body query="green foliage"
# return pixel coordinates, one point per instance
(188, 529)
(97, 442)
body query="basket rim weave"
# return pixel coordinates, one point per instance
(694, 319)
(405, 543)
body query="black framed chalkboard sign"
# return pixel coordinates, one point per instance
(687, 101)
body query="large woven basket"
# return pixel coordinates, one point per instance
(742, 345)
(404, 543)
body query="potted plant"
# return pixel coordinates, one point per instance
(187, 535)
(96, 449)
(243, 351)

____________________

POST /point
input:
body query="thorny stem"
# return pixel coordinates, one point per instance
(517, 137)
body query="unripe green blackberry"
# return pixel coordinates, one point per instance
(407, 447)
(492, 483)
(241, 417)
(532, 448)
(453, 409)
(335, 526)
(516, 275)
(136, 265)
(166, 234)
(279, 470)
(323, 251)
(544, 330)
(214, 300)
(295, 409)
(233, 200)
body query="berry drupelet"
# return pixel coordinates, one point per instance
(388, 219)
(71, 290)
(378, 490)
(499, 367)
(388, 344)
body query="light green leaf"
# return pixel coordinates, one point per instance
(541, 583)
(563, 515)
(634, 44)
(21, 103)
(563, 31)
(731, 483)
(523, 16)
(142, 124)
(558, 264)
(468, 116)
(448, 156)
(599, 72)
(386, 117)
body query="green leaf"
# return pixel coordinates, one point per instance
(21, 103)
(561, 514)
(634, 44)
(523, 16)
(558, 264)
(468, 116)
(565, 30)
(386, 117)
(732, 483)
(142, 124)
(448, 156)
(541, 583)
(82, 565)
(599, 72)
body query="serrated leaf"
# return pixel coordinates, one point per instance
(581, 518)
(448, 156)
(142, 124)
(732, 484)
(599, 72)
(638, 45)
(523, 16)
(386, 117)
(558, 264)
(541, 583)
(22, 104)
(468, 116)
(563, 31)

____________________

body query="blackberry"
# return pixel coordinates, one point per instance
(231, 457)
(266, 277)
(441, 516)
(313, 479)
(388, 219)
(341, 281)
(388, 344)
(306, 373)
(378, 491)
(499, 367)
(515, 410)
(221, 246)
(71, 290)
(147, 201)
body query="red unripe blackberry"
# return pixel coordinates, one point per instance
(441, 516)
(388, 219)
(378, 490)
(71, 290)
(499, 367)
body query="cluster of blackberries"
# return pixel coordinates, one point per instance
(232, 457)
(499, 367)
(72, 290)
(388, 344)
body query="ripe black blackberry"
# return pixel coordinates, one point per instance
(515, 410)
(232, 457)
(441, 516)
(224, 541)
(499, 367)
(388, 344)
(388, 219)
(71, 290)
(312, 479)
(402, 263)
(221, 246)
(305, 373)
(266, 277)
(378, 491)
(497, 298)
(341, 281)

____________________

--- Task directions ---
Report how many lines of the items above contain the string "basket", giving only the number.

--- Completed task ---
2